[Requirement 1] From the passage on business risks, return word for word the part that opens with the words containing "We regard our" and closes with "to third parties.".
[Requirement 2] Supply the next part of the passage on business risks, continuing after its last sentence.

[Selected passage]
▽

Our fax nodes and telex switches utilize encryption technology. The export of
such encryption technology is regulated by the United States government. We have
authority for the export of such encryption technology other than to countries
such as Cuba, Iran, Libya, Syria, Sudan and North Korea. Nevertheless, there can
be no assurance that such authority will not be revoked or modified at any time
for any particular jurisdiction or in general. In addition, there can be no
assurance that such export controls, either in their current form or as may be
subsequently enacted, will not limit our ability to distribute our services
outside of the United States or electronically. While we take precautions
against unlawful exportation of our software, the global nature of the Internet
makes it virtually impossible to effectively control the distribution of our
services. Moreover, future Federal or state legislation or regulation may
further limit levels of encryption or authentication technology. Any such export
restrictions, the unlawful exportation of our services, or new legislation or
regulation could have a material adverse effect on our business, financial
condition and results of operations.

The legal structure and scope of operations of our subsidiaries in some foreign
countries may be subject to restrictions that could severely limit our ability
to conduct business in these countries. To the extent that we develop or offer
messaging or other services in foreign countries, we will be subject to the laws
and regulations of these countries. The laws and regulations relating to the
Internet and telecommunications services in many countries are evolving and in
many cases are more burdensome than U.S. law and/or unclear as to their
application. For example, in India, the PRC, and other countries, we may be
subject to licensing requirements with respect to the activities in which we
propose to engage and we may also be subject to foreign ownership limitations or
other approval requirements that preclude our ownership interests or limit our
ownership interests to up to specified percentages of the entities through which
we propose to conduct any regulated activities. If these limitations apply to
our activities (including activities conducted through our subsidiaries), our
opportunities to generate revenue will be reduced, our ability to compete
successfully in these markets will be adversely affected, our ability to raise
capital in the private and public markets may be adversely affected, and the
value of our investments and acquisitions in these markets may decline.
Moreover, to the extent we are limited in our ability to engage in certain
activities or are required to contract for these services from a licensed or
authorized third party, our costs of providing our services will increase and
our ability to generate profits may be adversely affected.

OUR INTELLECTUAL PROPERTY RIGHTS ARE CRITICAL TO OUR SUCCESS, BUT MAY BE
DIFFICULT TO PROTECT.

We regard our copyrights, service marks, trademarks, trade secrets, domain names
and similar intellectual property as critical to our success. We rely on
trademark and copyright law, trade secret protection and confidentiality and/or
license agreements with our employees, customers, strategic partners and others
to protect our proprietary rights. Despite our precautions, unauthorized third
parties may improperly obtain and use information that we regard as proprietary.
Third parties may submit false registration data attempting to transfer key
domain names to their control. Our failure to pay annual registration fees for
domain names may result in the loss of these domains to third parties.

△

[Provided information]
▽

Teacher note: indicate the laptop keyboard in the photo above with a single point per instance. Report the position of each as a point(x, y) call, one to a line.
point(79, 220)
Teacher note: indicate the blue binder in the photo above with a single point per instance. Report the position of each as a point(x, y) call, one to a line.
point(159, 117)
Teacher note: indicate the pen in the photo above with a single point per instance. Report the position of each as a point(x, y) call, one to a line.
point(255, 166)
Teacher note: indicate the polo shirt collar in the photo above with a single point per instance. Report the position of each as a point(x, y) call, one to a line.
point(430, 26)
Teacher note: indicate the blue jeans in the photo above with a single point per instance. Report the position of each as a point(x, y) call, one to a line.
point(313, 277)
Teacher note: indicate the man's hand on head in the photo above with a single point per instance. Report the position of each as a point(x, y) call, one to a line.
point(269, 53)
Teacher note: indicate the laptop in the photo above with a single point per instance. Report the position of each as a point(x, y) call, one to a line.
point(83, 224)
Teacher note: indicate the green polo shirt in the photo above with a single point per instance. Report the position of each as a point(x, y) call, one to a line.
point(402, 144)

△
▽

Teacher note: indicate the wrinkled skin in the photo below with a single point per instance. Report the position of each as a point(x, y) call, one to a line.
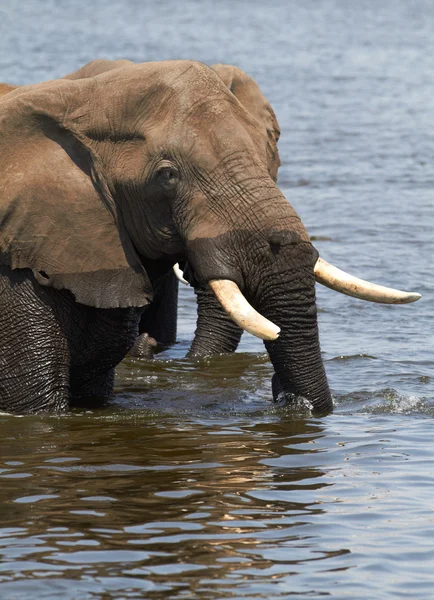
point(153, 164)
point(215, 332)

△

[Task result 1]
We regard our copyrights, service marks, trademarks, trade secrets, domain names
and similar intellectual property as critical to our success. We rely on
trademark and copyright law, trade secret protection and confidentiality and/or
license agreements with our employees, customers, strategic partners and others
to protect our proprietary rights. Despite our precautions, unauthorized third
parties may improperly obtain and use information that we regard as proprietary.
Third parties may submit false registration data attempting to transfer key
domain names to their control. Our failure to pay annual registration fees for
domain names may result in the loss of these domains to third parties.

[Task result 2]
The status of United States patent protection for software products and services
is not well defined and will evolve as additional patents are granted. We have
applied for a patent for some of our services, and we do not know if our
application will be issued with the scope of the claims we seek or at all. The
laws of some foreign countries do not protect proprietary rights to the same
extent as do the laws of the United States. Our means of protecting our
proprietary rights in the United States or abroad may not be adequate and
competitors may independently develop similar technology.

23


Third parties may infringe or misappropriate our copyrights, trademarks and
similar proprietary rights. In addition, other parties have asserted and may in
the future assert infringement claims against us. We cannot be certain that our
services do not infringe issued patents. Because patent applications in the
United States are not publicly disclosed until the patent is issued,
applications may have been filed which relate to our services.

We have been and may continue to be subject to legal proceedings and claims from
time to time in the ordinary course of our business, including claims related to
the use of our domain names and claims of alleged infringement of the trademarks
and other intellectual property rights of third parties.

WE MAY INCUR EXPENSES AND LIABILITIES AS A RESULT OF PENDING LEGAL PROCEEDINGS.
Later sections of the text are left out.